ESTRATTO:
Patto Internazionale sui Diritti Civili e Politici

Convenzione sui Diritti del Fanciullo

Convenzione contro la Tortura ed i Trattamenti e le Punizioni Crudeli, Inumane o Degradanti

Statuto della Corte Penale Internazionale (esclude il ricorso alla pena di morte)


situazione:
La pena di morte è prevista per 13 reati ma, in pratica, viene applicata solo per omicidio.
La morte avviene tramite impiccagione: i detenuti, incappucciati e bendati, sono messi sopra una botola che poi viene aperta all’improvviso. I detenuti di solito non sono informati sulla data fino al giorno dell’impiccagione. Poiché sono avvertiti solo un’ora prima dell’esecuzione, i detenuti non possono incontrare i parenti o presentare un appello finale. Familiari e avvocati sono generalmente informati dopo l’esecuzione, alla quale non possono assistere nemmeno gli avvocati.
I detenuti sono rinchiusi in strette celle isolate e monitorati da telecamere 24 ore al giorno. È vietato che parlino tra loro. A meno di recarsi alla toilet, i prigionieri non possono muoversi all’interno della cella e devono restare seduti, inoltre risultano fortemente limitati gli accessi all’aria aperta e alla luce naturale. Rischiano anche pene supplementari per la loro condotta contraria alle strette regole a cui sono sottoposti.
Il loro contatto con il mondo esterno è limitato a scarse, controllatissime visite di parenti e avvocati che in alcuni casi possono essere limitate a meno di cinque minuti. Non sono consentiti passatempi o televisione, è consentito possedere tre libri soltanto, anche se altri possono essere presi a prestito con il permesso del direttore purché il loro contenuto non sia giudicato “sovversivo”. L’esercizio fisico è limitato a due brevi sedute alla settimana fuori dalle celle, quattro pareti massicce e una piccola finestra.
In una recente indagine sui condannati a morte, molti di loro hanno detto che desiderano essere avvisati in anticipo della data di esecuzione invece di essere informati la mattina stessa del giorno in cui stanno per essere impiccati. La maggior parte di loro ha anche chiesto una revisione del metodo di esecuzione, con molti che hanno detto di preferire l’iniezione letale alla forca.

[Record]

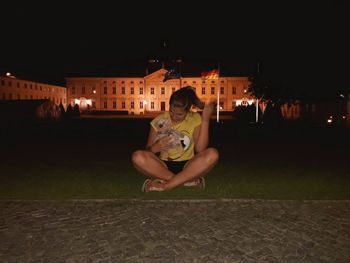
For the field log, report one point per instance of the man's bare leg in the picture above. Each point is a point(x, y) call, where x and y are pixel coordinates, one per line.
point(198, 166)
point(150, 165)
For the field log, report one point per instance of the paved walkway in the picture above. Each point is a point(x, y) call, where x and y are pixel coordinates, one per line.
point(175, 231)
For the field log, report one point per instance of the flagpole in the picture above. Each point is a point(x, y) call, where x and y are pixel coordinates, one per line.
point(218, 99)
point(257, 111)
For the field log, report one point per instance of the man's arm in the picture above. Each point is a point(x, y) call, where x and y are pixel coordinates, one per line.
point(201, 133)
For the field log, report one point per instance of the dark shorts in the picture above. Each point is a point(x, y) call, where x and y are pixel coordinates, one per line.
point(175, 167)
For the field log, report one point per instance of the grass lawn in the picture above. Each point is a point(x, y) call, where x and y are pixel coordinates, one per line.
point(90, 158)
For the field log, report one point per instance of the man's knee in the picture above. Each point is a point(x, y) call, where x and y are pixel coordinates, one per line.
point(212, 155)
point(139, 157)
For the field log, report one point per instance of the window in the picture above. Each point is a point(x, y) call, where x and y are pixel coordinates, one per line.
point(233, 90)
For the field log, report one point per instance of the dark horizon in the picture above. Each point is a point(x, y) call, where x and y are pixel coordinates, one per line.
point(301, 45)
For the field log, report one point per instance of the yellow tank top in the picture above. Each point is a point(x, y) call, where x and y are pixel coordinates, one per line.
point(183, 147)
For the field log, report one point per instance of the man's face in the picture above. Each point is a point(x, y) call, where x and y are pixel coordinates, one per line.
point(177, 114)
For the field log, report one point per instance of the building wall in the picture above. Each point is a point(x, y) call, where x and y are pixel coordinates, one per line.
point(151, 94)
point(12, 88)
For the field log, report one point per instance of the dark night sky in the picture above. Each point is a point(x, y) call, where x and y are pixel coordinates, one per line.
point(300, 44)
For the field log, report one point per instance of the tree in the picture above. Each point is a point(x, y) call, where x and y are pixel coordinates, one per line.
point(273, 94)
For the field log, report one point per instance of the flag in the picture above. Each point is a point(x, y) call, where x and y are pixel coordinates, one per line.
point(171, 74)
point(210, 75)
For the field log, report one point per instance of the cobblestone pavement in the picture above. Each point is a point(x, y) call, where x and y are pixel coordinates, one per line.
point(175, 231)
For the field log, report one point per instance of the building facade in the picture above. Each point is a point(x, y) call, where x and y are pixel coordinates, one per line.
point(12, 88)
point(140, 95)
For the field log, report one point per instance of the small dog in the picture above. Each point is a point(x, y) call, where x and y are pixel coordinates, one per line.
point(164, 130)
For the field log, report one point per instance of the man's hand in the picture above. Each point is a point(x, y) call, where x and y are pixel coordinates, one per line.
point(163, 144)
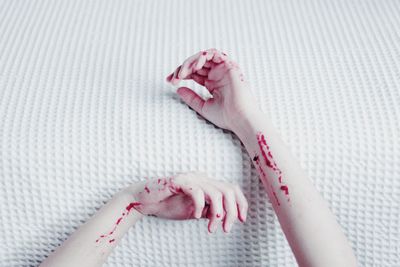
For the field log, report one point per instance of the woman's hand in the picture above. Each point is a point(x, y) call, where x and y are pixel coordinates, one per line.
point(231, 97)
point(189, 196)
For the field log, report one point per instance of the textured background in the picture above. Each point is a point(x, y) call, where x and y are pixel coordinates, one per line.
point(84, 111)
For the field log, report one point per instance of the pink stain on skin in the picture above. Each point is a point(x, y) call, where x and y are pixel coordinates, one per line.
point(128, 208)
point(285, 189)
point(270, 162)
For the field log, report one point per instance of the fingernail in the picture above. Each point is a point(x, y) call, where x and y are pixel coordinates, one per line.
point(213, 227)
point(228, 228)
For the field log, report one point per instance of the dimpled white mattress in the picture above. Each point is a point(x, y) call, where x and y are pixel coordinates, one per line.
point(85, 111)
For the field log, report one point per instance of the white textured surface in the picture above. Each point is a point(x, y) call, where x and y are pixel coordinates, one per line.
point(84, 111)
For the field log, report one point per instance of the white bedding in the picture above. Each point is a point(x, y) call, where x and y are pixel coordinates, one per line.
point(84, 111)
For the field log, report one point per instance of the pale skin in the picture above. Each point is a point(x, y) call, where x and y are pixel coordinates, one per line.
point(311, 229)
point(183, 197)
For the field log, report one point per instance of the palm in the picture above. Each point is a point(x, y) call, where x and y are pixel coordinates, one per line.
point(223, 79)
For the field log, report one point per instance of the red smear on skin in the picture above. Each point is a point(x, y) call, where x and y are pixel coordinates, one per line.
point(276, 198)
point(270, 162)
point(128, 208)
point(285, 189)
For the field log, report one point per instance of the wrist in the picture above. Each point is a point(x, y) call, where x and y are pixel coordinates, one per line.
point(128, 202)
point(248, 122)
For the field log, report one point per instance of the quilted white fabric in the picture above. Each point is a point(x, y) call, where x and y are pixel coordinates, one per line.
point(85, 111)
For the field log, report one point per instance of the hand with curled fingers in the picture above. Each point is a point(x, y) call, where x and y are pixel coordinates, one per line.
point(190, 196)
point(231, 96)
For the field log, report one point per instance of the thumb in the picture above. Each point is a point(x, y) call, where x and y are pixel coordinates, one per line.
point(192, 99)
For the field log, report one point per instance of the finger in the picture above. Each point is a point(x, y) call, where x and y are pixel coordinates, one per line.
point(175, 79)
point(169, 77)
point(209, 64)
point(201, 61)
point(199, 79)
point(187, 66)
point(230, 205)
point(203, 71)
point(192, 99)
point(242, 204)
point(214, 198)
point(217, 72)
point(198, 198)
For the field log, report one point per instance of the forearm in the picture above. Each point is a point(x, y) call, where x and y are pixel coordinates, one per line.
point(93, 242)
point(314, 235)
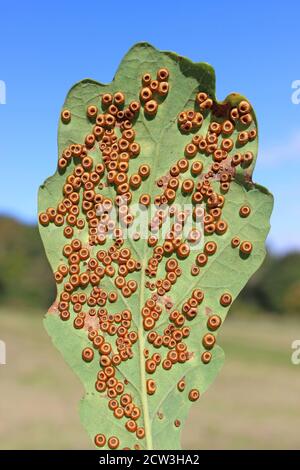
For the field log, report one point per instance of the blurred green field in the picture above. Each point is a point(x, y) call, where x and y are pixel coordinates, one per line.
point(254, 403)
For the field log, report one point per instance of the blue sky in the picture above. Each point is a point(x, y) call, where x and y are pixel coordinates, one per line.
point(48, 46)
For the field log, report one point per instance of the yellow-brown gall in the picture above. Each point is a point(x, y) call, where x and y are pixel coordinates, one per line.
point(88, 354)
point(146, 79)
point(183, 250)
point(153, 86)
point(243, 137)
point(145, 199)
point(151, 387)
point(208, 341)
point(162, 74)
point(247, 158)
point(225, 299)
point(131, 425)
point(100, 440)
point(44, 219)
point(235, 242)
point(234, 114)
point(237, 159)
point(187, 186)
point(246, 247)
point(135, 181)
point(181, 385)
point(194, 394)
point(119, 99)
point(196, 168)
point(113, 442)
point(145, 94)
point(245, 211)
point(66, 116)
point(206, 357)
point(244, 107)
point(201, 97)
point(246, 119)
point(151, 107)
point(210, 248)
point(190, 150)
point(214, 322)
point(252, 134)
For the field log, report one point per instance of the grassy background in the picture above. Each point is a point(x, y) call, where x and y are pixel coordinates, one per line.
point(254, 403)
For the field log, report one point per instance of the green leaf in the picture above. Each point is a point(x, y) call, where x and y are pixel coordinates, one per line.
point(162, 144)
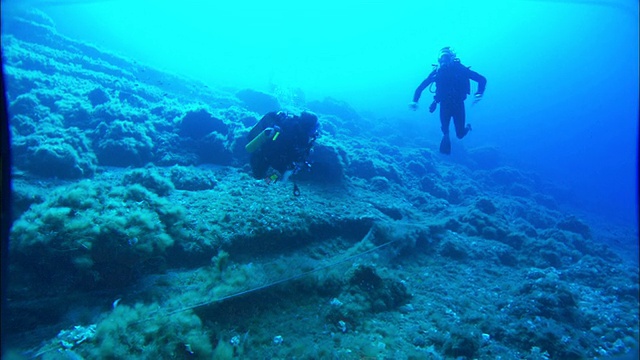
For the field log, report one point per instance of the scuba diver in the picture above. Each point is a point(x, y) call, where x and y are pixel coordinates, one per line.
point(452, 87)
point(281, 141)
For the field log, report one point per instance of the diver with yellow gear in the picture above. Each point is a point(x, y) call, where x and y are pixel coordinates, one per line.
point(452, 87)
point(281, 141)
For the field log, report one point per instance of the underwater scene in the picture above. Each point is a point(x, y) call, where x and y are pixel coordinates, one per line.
point(233, 212)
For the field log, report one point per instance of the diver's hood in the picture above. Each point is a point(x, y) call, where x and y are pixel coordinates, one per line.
point(446, 55)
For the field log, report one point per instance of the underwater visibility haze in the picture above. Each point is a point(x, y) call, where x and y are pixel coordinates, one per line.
point(139, 232)
point(563, 91)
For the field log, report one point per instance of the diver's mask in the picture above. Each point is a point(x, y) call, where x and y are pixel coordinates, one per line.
point(446, 56)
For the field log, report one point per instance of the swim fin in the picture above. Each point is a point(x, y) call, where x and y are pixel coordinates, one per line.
point(445, 145)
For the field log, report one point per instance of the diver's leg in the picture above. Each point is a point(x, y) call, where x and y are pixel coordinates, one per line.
point(445, 120)
point(459, 119)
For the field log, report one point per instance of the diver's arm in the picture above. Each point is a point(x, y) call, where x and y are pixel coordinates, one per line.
point(423, 85)
point(481, 80)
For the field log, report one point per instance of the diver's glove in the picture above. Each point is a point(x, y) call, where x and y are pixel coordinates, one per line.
point(476, 98)
point(433, 106)
point(271, 132)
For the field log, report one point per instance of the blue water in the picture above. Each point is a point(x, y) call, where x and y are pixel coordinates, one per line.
point(562, 95)
point(561, 101)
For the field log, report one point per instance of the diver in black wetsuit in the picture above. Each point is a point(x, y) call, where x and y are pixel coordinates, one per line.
point(452, 87)
point(281, 141)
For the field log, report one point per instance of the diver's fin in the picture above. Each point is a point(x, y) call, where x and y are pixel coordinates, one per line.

OBIETTIVO: Trascrivi parola per parola il passo del testo sulla pena di morte compreso tra "I detenuti sono" e "cui sono sottoposti.", estremi inclusi.

RISULTATO:
I detenuti sono rinchiusi in strette celle isolate e monitorati da telecamere 24 ore al giorno. È vietato che parlino tra loro. A meno di recarsi alla toilet, i prigionieri non possono muoversi all’interno della cella e devono restare seduti, inoltre risultano fortemente limitati gli accessi all’aria aperta e alla luce naturale. Rischiano anche pene supplementari per la loro condotta contraria alle strette regole a cui sono sottoposti.